練習問題 A: 狭山事件の記事で、かぎかっこ「」に入れて示されている事件・請求・行動・書類の名称をすべて挙げよ。

═════ 提示本文 ═════

「狭山事件」から60年 〝再審の扉開く最後の大詰め〟 キリスト教諸教派・団体代表ら東京高裁へ要請

鑑定人尋問と新証拠の鑑定求める

狭山市で女子高校生が殺害された「狭山事件」から60年を迎え、無期懲役が確定した石川一雄さん(84)=仮釈放中=の無実を訴える支援者らは、「再審の扉を開く最後の大詰め」としてさらなる世論の喚起を目指し、訴えを強めている。

2006年に申し立てた「第三次再審請求」に関する東京高裁の判断について、今年3月が目処と見られていることを受け、部落差別の撤廃や冤罪被害の救済を求めてきたキリスト教各教派・団体は2月27日、都内で学習会と「キリスト者による狭山要請行動」を開催した。

これまで、石川さんの無実を証明する証拠255点が東京高裁に提出されており、弁護団は「事実取調請求書」を提出。新証拠を作成した鑑定人のうち11人を証人尋問するよう求めるとともに、証拠である万年筆インクについて鑑定の実施を求めている。

この日、集まった教派・団体の代表者らが東京高裁に提出した要請文では、「狭山事件は単なる冤罪ではなく、部落差別に基づく冤罪であるという観点」から、「1974年の無期懲役の判決以来およそ半世紀もの間、一度も事実調べがおこなわれていないことは裁判所の義務不履行、怠慢」と非難し、「憲法で保障された公正·公平な裁判の精神に立って……11人の鑑定人尋問と万年筆インクに関わる鑑定を東京高等裁判所が速やかに実施するように」求めている。

═════ 提供記録 ═════

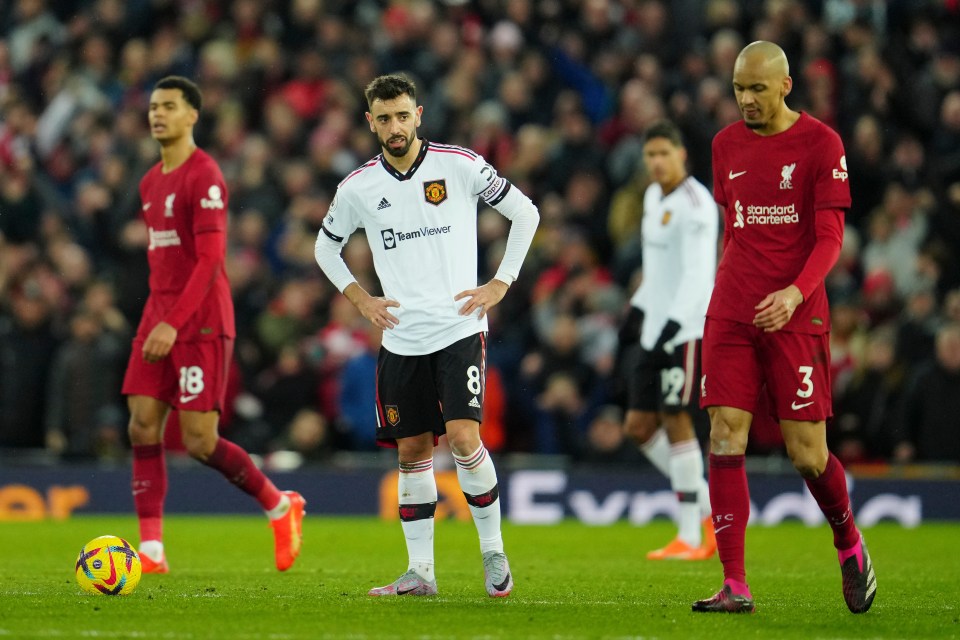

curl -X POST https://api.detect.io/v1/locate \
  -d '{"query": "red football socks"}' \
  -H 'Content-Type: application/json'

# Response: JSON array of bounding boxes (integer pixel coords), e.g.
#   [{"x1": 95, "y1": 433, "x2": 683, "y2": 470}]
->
[
  {"x1": 806, "y1": 453, "x2": 860, "y2": 549},
  {"x1": 204, "y1": 438, "x2": 282, "y2": 511},
  {"x1": 709, "y1": 453, "x2": 750, "y2": 584}
]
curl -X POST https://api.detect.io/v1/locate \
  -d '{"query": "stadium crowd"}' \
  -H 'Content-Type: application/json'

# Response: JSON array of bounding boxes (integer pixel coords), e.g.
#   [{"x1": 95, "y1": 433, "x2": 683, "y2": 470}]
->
[{"x1": 0, "y1": 0, "x2": 960, "y2": 464}]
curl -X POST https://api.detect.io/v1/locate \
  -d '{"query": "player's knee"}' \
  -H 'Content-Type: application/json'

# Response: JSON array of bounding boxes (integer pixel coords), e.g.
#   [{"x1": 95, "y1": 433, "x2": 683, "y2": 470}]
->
[
  {"x1": 710, "y1": 411, "x2": 750, "y2": 455},
  {"x1": 623, "y1": 411, "x2": 660, "y2": 444},
  {"x1": 183, "y1": 432, "x2": 217, "y2": 462},
  {"x1": 127, "y1": 414, "x2": 161, "y2": 445},
  {"x1": 447, "y1": 429, "x2": 480, "y2": 456},
  {"x1": 787, "y1": 447, "x2": 828, "y2": 480}
]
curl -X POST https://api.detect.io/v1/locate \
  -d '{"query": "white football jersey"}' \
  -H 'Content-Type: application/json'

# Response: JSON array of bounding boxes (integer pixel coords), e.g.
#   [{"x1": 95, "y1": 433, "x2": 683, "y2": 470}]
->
[
  {"x1": 630, "y1": 176, "x2": 720, "y2": 349},
  {"x1": 317, "y1": 140, "x2": 536, "y2": 355}
]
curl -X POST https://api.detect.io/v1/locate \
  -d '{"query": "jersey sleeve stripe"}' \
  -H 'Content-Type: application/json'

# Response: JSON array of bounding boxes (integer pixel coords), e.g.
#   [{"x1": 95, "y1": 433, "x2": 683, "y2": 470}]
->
[
  {"x1": 320, "y1": 225, "x2": 343, "y2": 242},
  {"x1": 337, "y1": 156, "x2": 380, "y2": 188},
  {"x1": 430, "y1": 145, "x2": 477, "y2": 160},
  {"x1": 430, "y1": 140, "x2": 479, "y2": 158},
  {"x1": 485, "y1": 180, "x2": 511, "y2": 207}
]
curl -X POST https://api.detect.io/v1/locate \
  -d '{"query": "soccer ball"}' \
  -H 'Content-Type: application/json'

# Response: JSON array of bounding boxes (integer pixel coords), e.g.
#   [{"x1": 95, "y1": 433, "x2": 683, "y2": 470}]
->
[{"x1": 76, "y1": 536, "x2": 140, "y2": 596}]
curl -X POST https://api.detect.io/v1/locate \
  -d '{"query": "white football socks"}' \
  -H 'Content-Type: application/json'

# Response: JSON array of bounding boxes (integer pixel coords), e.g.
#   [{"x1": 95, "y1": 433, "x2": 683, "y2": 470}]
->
[
  {"x1": 453, "y1": 444, "x2": 503, "y2": 553},
  {"x1": 670, "y1": 439, "x2": 709, "y2": 547},
  {"x1": 397, "y1": 459, "x2": 437, "y2": 582}
]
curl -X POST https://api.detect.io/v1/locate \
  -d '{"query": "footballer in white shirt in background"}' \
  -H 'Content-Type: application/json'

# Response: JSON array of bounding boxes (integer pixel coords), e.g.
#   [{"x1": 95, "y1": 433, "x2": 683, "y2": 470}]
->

═════

練習問題 B: 記録から、文字列「white」を含む行を一行も漏らさず抜き出せ。大文字と小文字は区別する。

解答 A:
狭山事件
第三次再審請求
キリスト者による狭山要請行動
事実取調請求書

解答 B:
  -d '{"query": "white football jersey"}' \
  -d '{"query": "white football socks"}' \
  -d '{"query": "footballer in white shirt in background"}' \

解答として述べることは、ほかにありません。